Raw data:
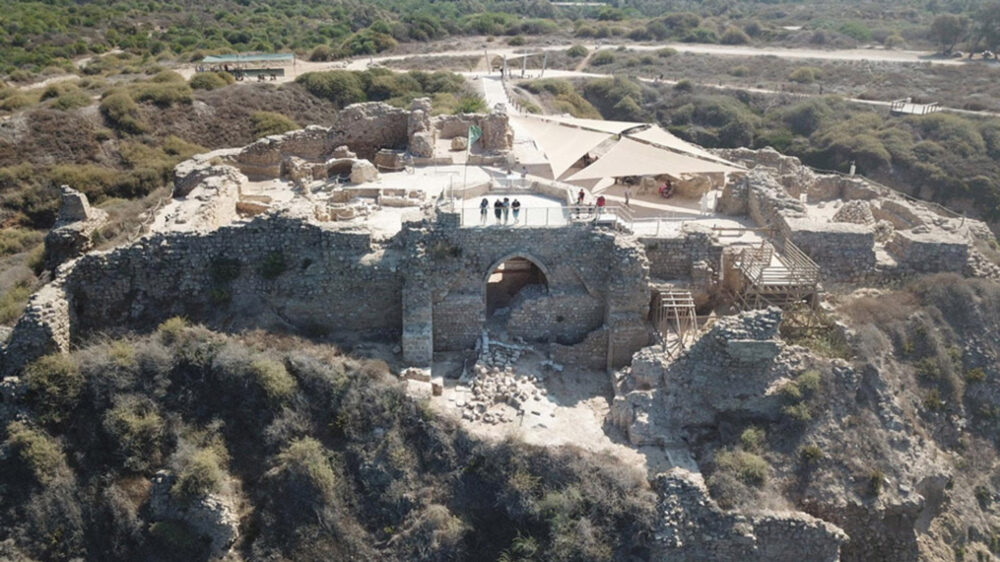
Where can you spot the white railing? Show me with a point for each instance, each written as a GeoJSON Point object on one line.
{"type": "Point", "coordinates": [546, 217]}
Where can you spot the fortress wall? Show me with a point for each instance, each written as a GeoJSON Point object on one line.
{"type": "Point", "coordinates": [928, 253]}
{"type": "Point", "coordinates": [271, 273]}
{"type": "Point", "coordinates": [496, 132]}
{"type": "Point", "coordinates": [674, 258]}
{"type": "Point", "coordinates": [594, 279]}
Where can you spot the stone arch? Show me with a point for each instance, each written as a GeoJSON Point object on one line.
{"type": "Point", "coordinates": [545, 274]}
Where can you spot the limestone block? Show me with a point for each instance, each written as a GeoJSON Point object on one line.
{"type": "Point", "coordinates": [363, 171]}
{"type": "Point", "coordinates": [73, 205]}
{"type": "Point", "coordinates": [343, 151]}
{"type": "Point", "coordinates": [752, 351]}
{"type": "Point", "coordinates": [422, 144]}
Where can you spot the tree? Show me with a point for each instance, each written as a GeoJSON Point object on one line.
{"type": "Point", "coordinates": [987, 30]}
{"type": "Point", "coordinates": [947, 30]}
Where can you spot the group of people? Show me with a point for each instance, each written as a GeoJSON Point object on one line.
{"type": "Point", "coordinates": [502, 209]}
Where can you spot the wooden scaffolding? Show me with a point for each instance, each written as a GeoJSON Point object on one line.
{"type": "Point", "coordinates": [785, 278]}
{"type": "Point", "coordinates": [674, 317]}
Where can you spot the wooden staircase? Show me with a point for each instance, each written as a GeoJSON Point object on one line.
{"type": "Point", "coordinates": [675, 318]}
{"type": "Point", "coordinates": [772, 278]}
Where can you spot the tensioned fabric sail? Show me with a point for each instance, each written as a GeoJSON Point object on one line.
{"type": "Point", "coordinates": [656, 135]}
{"type": "Point", "coordinates": [562, 145]}
{"type": "Point", "coordinates": [633, 158]}
{"type": "Point", "coordinates": [613, 127]}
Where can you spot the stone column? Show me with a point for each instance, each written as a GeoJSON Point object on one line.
{"type": "Point", "coordinates": [418, 327]}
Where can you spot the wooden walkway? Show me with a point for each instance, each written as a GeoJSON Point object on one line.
{"type": "Point", "coordinates": [776, 278]}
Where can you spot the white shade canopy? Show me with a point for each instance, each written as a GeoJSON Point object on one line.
{"type": "Point", "coordinates": [658, 136]}
{"type": "Point", "coordinates": [562, 145]}
{"type": "Point", "coordinates": [633, 158]}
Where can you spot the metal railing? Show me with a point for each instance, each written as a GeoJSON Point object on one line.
{"type": "Point", "coordinates": [546, 217]}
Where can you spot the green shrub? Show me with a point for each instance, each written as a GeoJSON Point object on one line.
{"type": "Point", "coordinates": [470, 104]}
{"type": "Point", "coordinates": [684, 86]}
{"type": "Point", "coordinates": [875, 482]}
{"type": "Point", "coordinates": [734, 36]}
{"type": "Point", "coordinates": [602, 58]}
{"type": "Point", "coordinates": [178, 538]}
{"type": "Point", "coordinates": [804, 75]}
{"type": "Point", "coordinates": [122, 113]}
{"type": "Point", "coordinates": [15, 240]}
{"type": "Point", "coordinates": [799, 412]}
{"type": "Point", "coordinates": [163, 93]}
{"type": "Point", "coordinates": [753, 439]}
{"type": "Point", "coordinates": [171, 330]}
{"type": "Point", "coordinates": [201, 473]}
{"type": "Point", "coordinates": [321, 53]}
{"type": "Point", "coordinates": [41, 454]}
{"type": "Point", "coordinates": [266, 123]}
{"type": "Point", "coordinates": [137, 429]}
{"type": "Point", "coordinates": [304, 470]}
{"type": "Point", "coordinates": [339, 86]}
{"type": "Point", "coordinates": [273, 379]}
{"type": "Point", "coordinates": [15, 102]}
{"type": "Point", "coordinates": [54, 384]}
{"type": "Point", "coordinates": [207, 81]}
{"type": "Point", "coordinates": [749, 468]}
{"type": "Point", "coordinates": [13, 301]}
{"type": "Point", "coordinates": [72, 100]}
{"type": "Point", "coordinates": [932, 400]}
{"type": "Point", "coordinates": [975, 374]}
{"type": "Point", "coordinates": [810, 454]}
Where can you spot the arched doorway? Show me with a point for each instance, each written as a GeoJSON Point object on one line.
{"type": "Point", "coordinates": [509, 277]}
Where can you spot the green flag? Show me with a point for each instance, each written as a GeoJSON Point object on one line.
{"type": "Point", "coordinates": [474, 134]}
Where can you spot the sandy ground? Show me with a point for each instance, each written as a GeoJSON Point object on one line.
{"type": "Point", "coordinates": [572, 413]}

Goal: Can you write out all the rows again, switching "Where can you spot" to "Where do you see" and changing nothing else? Leave the pictures out.

Solution to this problem:
Where do you see the white railing? Show me with a point for each instance, each written as a GeoJSON Point object on one line.
{"type": "Point", "coordinates": [546, 217]}
Where do you see the fortress wall? Show me with a point for each instance, each written as a GeoJSON Point object on one line.
{"type": "Point", "coordinates": [928, 253]}
{"type": "Point", "coordinates": [271, 273]}
{"type": "Point", "coordinates": [496, 132]}
{"type": "Point", "coordinates": [674, 258]}
{"type": "Point", "coordinates": [594, 279]}
Where do you see the stone arch? Show me with a point for each instance, each written as a GeoJSON Point object on one line.
{"type": "Point", "coordinates": [545, 274]}
Where do you see the limestone block? Show me with a point for each instance, each written as a GeoJSON Point object on one line.
{"type": "Point", "coordinates": [363, 171]}
{"type": "Point", "coordinates": [73, 205]}
{"type": "Point", "coordinates": [343, 151]}
{"type": "Point", "coordinates": [752, 351]}
{"type": "Point", "coordinates": [422, 144]}
Where do you see the tree? Show me with a point for each instance, each written as a GeoJSON Point object on one line.
{"type": "Point", "coordinates": [987, 30]}
{"type": "Point", "coordinates": [947, 30]}
Where do you see the group of people? Show me with a point for each instance, each written as a GeoJSON Point object on one line.
{"type": "Point", "coordinates": [502, 209]}
Where do you see the wooden scaffolding? Show me with a point for each instance, each written as a GeoJSON Point object on one line.
{"type": "Point", "coordinates": [785, 278]}
{"type": "Point", "coordinates": [674, 317]}
Where do you see the wooden staircase? Show me with a point for each instance, each written as a GeoJSON Point object on one line.
{"type": "Point", "coordinates": [675, 318]}
{"type": "Point", "coordinates": [772, 278]}
Where do you see the tensioned fabric sail? Show me with a point for each instance, each written as a GeoJSON Point object on one line.
{"type": "Point", "coordinates": [656, 135]}
{"type": "Point", "coordinates": [562, 145]}
{"type": "Point", "coordinates": [633, 158]}
{"type": "Point", "coordinates": [613, 127]}
Where do you see the stone column? Show me with a point for each instance, each written as a GeoJSON Point object on one line.
{"type": "Point", "coordinates": [418, 327]}
Where do you see the wooden walkway? Show me with a point for each instance, each written as a GeoJSON Point object on one line.
{"type": "Point", "coordinates": [776, 278]}
Where do you see the white shade canopy? Show me with a point for each instance, each written as a GeoJSON Point object on one line.
{"type": "Point", "coordinates": [658, 136]}
{"type": "Point", "coordinates": [562, 145]}
{"type": "Point", "coordinates": [633, 158]}
Where do you see the metal railing? Show me with a point for each instance, each written as a GeoJSON Point object on one line.
{"type": "Point", "coordinates": [546, 217]}
Where do you see the green shrub? Show me with a point for each instance, each written as a GeoJSON Point object on one line.
{"type": "Point", "coordinates": [470, 104]}
{"type": "Point", "coordinates": [684, 86]}
{"type": "Point", "coordinates": [875, 482]}
{"type": "Point", "coordinates": [734, 36]}
{"type": "Point", "coordinates": [602, 58]}
{"type": "Point", "coordinates": [178, 538]}
{"type": "Point", "coordinates": [804, 75]}
{"type": "Point", "coordinates": [122, 113]}
{"type": "Point", "coordinates": [15, 240]}
{"type": "Point", "coordinates": [799, 412]}
{"type": "Point", "coordinates": [163, 93]}
{"type": "Point", "coordinates": [753, 439]}
{"type": "Point", "coordinates": [171, 330]}
{"type": "Point", "coordinates": [201, 473]}
{"type": "Point", "coordinates": [321, 53]}
{"type": "Point", "coordinates": [41, 454]}
{"type": "Point", "coordinates": [266, 123]}
{"type": "Point", "coordinates": [137, 429]}
{"type": "Point", "coordinates": [304, 470]}
{"type": "Point", "coordinates": [339, 86]}
{"type": "Point", "coordinates": [273, 379]}
{"type": "Point", "coordinates": [15, 102]}
{"type": "Point", "coordinates": [54, 384]}
{"type": "Point", "coordinates": [207, 81]}
{"type": "Point", "coordinates": [749, 468]}
{"type": "Point", "coordinates": [13, 301]}
{"type": "Point", "coordinates": [72, 100]}
{"type": "Point", "coordinates": [932, 400]}
{"type": "Point", "coordinates": [975, 374]}
{"type": "Point", "coordinates": [810, 454]}
Where do you see the arched doorway? Show me with a point for each instance, each written as a GeoJSON Point object on one line.
{"type": "Point", "coordinates": [509, 277]}
Where do you see the green flag? Show me with a point for each instance, each written as a GeoJSON Point object on one line.
{"type": "Point", "coordinates": [474, 134]}
Where do you see the sandy ground? Show me with a point for each instance, each written as a GeoJSON Point object on one line.
{"type": "Point", "coordinates": [572, 413]}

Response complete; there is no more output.